Required work:
(a) How many stories and poems does the review of How to Live on Other Planets say the anthology collects?
(b) Write the next part of the review of How to Live on Other Planets, picking up after its final sentence.

Segment Start: Text passage

How to Live on Other Planets: a handbook for aspiring aliens
Edited by Joanne Merriam
Review by Susie Munro
Published in March 2015, How to Live on Other Planets is the first speculative fiction anthology to focus purely on immigrant experiences. It collects 24 stories and 15 poems from 36 authors, ranging from relatively high profile – Ken Liu, Daniel José Older and Zen Cho – through those I’d not encountered before. All the works have been previously published in the first fourteen years of this century, and the collection has been for the most part well received. It is diverse in many senses of the word – the authors hail from 12 different countries and speak from a range of cultures, sexualities, genders and ages, a diversity which is reflected in their protagonists, the world’s they’ve built, and the stories they’ve chosen to tell.
In her foreword, Editor Julie Merriam writes that How to live on Other Planets turns on the question, “Who do we become when we live with the unfamiliar?” This is a collection concerned first and foremost with exploration of personal, individualised experiences of immigration, crossing and recrossing boundaries, displacement, and alienation. The approach adopted is one that which foregrounds and explicitly values the human aspect of marginalised experiences. It is not, we’re warned a polemic on colonialism or immigration policy and to my mind that lack of a unifying project separates it from other recent themed anthologies Long Hidden or We See a Different Frontier, to which it has been compared. This broad framing of the immigration theme struck me as a very safe construction of an inherently complex, contested and political question; it allows the dominant norms to remain undefined, if not unchallenged.
The structure is fairly idiosyncratic, but consistent across the collection – two to three stories followed by a poem or two. The pieces are not noticeably grouped by genre, or theme, or a common element to the stories and vary dramatically in length. This strategy functions well to emphasise the difference of the pieces from each other – perhaps we might read in to this a deliberate underlining of heterogeneity of lived experiences of migration and estrangement. They deal with change and alienation, love and grief, the families and communities we’re born into, estranged from, and the ones build along the way. The anthology certainly rewarded the way that I read it, a piece or two at a time on trams, in queues, or waiting for the next act to come on, over a period of months. The boundaries crossed are between worlds, alternate universes, dimensions, planes of reality, life and death, generations, class and species. The treatment of alienation is similarly wide ranging – from self, family, home, tradition, culture, species (again.) The texts span far futures, the present day and the colonial past, and are set in contemporary alternate New York, on parallel Earth and distant planets, explored in genres ranging from historical fantasy, magical realism, the new weird and more traditional science fiction. There is no unifying tone, although broadly speaking the stories are brighter and more optimistic than the poetry, some of which I found rather dark and dramatic, and not always in a good way. The standout poems were Bogi Takács playful The Tiny English-Hungarian Phrasebook for Visiting Extraterrestrials and Rose Lemberg’s powerful Three Immigrations.

Segment End: Text passage
Segment Start: Record extracts

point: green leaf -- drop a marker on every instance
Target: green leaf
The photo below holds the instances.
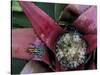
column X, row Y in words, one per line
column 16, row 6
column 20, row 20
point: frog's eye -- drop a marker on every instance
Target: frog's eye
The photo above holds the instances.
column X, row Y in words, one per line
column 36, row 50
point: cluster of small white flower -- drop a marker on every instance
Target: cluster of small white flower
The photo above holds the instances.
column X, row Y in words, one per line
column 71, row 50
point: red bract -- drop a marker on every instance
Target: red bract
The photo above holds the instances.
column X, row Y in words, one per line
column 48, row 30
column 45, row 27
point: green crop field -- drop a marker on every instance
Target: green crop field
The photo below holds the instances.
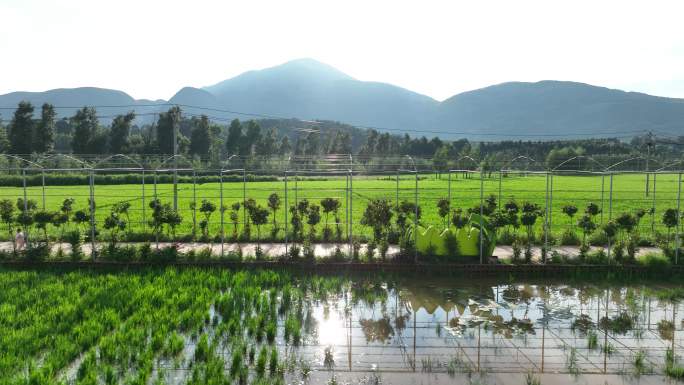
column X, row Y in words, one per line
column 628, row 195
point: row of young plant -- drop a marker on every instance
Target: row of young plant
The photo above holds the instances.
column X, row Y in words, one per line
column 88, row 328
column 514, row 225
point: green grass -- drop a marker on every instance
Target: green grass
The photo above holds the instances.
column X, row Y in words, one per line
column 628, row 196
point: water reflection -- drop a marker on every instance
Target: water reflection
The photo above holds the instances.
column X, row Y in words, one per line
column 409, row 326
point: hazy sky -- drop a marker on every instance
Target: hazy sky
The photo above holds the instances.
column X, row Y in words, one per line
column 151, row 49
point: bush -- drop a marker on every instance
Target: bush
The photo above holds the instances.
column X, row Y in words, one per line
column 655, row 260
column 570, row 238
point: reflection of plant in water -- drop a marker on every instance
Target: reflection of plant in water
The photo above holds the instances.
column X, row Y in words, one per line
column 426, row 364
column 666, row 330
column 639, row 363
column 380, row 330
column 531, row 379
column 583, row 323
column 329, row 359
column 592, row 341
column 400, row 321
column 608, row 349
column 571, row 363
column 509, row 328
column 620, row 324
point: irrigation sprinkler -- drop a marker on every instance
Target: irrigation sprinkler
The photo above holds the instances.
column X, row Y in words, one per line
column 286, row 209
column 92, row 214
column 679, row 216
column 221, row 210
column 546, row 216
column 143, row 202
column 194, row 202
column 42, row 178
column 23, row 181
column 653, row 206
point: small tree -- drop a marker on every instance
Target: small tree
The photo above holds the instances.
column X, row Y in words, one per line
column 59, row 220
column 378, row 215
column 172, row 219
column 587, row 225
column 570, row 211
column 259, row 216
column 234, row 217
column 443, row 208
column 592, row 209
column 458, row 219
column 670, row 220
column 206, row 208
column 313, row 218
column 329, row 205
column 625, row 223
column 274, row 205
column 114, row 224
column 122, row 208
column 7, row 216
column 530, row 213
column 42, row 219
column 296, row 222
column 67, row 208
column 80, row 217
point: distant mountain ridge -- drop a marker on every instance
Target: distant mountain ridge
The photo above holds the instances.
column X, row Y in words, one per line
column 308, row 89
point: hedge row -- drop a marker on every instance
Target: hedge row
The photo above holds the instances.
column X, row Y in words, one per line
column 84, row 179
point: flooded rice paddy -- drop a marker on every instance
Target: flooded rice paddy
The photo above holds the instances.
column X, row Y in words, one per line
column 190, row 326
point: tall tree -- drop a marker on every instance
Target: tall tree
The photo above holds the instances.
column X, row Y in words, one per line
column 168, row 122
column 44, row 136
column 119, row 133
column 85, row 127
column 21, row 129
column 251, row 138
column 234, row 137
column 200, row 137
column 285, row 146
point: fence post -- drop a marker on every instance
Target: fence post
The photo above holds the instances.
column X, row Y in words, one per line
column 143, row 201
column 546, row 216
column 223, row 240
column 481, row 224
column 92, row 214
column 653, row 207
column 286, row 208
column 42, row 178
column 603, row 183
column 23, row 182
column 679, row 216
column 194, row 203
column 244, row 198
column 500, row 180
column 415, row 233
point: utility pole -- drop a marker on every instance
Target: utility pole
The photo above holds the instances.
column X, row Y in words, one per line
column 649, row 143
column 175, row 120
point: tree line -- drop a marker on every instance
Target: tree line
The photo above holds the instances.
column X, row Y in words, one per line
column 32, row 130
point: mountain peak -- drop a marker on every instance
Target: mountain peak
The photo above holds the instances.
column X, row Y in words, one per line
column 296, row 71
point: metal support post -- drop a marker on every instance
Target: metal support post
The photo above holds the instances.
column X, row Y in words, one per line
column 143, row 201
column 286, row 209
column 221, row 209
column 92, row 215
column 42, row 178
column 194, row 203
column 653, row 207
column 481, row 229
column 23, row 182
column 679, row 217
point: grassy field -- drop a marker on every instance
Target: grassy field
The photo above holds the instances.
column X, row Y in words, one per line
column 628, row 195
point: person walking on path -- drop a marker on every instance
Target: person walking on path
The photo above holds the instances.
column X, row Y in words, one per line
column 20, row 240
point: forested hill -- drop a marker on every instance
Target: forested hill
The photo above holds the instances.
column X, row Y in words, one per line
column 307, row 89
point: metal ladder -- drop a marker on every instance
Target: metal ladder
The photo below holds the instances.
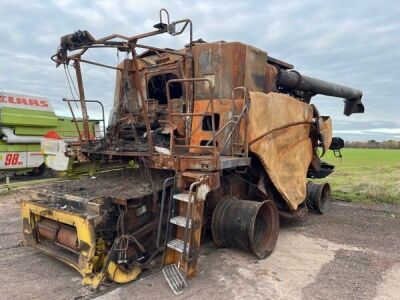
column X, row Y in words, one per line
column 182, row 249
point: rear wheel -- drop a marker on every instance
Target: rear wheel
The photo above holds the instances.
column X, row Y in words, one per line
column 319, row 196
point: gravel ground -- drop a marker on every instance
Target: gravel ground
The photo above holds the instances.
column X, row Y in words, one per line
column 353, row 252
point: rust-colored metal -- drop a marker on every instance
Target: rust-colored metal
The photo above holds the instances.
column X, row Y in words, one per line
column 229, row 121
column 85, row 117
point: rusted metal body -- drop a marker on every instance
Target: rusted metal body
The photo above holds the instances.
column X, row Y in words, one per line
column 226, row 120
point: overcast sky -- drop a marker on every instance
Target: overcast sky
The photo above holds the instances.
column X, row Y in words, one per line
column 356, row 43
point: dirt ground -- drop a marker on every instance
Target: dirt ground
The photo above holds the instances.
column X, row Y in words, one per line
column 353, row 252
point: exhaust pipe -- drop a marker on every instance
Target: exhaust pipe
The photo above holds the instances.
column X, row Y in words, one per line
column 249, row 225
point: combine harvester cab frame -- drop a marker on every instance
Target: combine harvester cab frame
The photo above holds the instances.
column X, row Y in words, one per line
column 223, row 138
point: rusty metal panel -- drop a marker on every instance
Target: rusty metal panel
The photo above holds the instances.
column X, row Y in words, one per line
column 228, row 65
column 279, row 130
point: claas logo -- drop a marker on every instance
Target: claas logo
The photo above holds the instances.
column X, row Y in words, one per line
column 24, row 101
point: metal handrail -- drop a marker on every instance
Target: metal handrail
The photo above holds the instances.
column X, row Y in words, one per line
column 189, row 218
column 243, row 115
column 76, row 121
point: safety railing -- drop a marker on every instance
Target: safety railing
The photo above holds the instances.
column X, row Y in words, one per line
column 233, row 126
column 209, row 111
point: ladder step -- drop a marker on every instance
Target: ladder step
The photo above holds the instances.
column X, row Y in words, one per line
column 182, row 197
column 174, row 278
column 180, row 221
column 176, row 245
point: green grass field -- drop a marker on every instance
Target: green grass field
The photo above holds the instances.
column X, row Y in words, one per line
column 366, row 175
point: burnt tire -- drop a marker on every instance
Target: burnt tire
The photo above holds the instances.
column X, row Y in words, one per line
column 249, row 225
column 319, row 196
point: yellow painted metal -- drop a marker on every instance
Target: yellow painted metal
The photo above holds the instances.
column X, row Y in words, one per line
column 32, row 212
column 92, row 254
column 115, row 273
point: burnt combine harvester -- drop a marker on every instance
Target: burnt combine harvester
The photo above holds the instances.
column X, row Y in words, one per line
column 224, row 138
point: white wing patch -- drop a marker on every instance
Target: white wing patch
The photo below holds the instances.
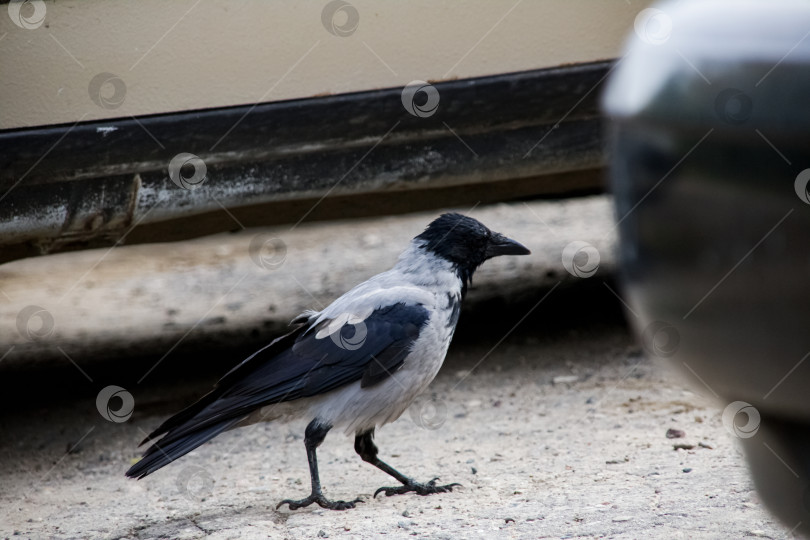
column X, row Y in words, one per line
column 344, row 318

Segment End: Record extracts

Task answers:
(a) 24 stories and 15 poems.

(b)
Some of the strongest pieces in the collection are engaging not only because of the story they tell but from their consciousness of and relationship with context. Ken Liu’s reflection on the tension inherent to hybrid identities via the strained relationship between a genetically modified girl and her unmodified human teachers is an excellent example. Ghost Days is a sensitive, tightly written and cleverly structured story that examines alienation from history and culture and the myriad ways identity is strategically negotiated when confronted with difference –in British-ruled Hong Kong, 1980s Connecticut and an inhospitable planet in the far future. It also plays with the way family artefacts are loaded with layered and not necessarily consistent meanings in a way that gently disrupts stereotypes about Chinese people, diaspora and culture. Another of my favourites of the collection is Mary-Anne Mohanraj’s Jump Space. While not quite as smart as the Liu piece, this is a story that hasn’t met a motif it doesn’t subvert – challenging everything from contemporary normative notions of family and romantic relationships, stereotypes about South Asian women’s sexuality and traditional exploration and academic research in space tropes. It’s a warm story about love, the work that goes into building strong and resilient relationships, the ethics of studying other cultures and what it means to choose to intervene. The mercurial Sarita is a wonderfully realised character for such a short piece of writing.
Older’s New York might be inhabited by ghosts but it hums with life – in the evocative Phantom Overload the pleasingly snarky protagonist must investigate an influx of ghosts, who have discovered in death how to emigrate from Latin America to join their loved ones. It’s simultaneously a fast paced urban fantasy story and a biting commentary on the cruelties of immigration policy and the treatment of poor migrant neighbourhoods by big city bureaucracies. Nisi Shawl takes the prison planet trope and re-imagines it in In Colors Everywhere. A woman-centred culture defends itself from an attempt by authorities to impregnate its members with the next generation of jailers, the text considers resistance, identity, development narratives, relationship to environments and what first contact built on incremental construction of shared understanding might look like. Zen Cho’s gorgeously written and beautifully observed The Four Generations of Change E examines intergenerational ripples of immigration and explores the dissonance between self-image and the perceptions of others. It’s an immensely smart look at fluidity, nuance and strategic choices in hybrid identities:
“…[P]ast a certain point you stop being able to go home. At this point, when you have got this far from where you are from the thread snaps. The narrative breaks, and you are forced pastless, motherless, selfless to invent yourself anew…”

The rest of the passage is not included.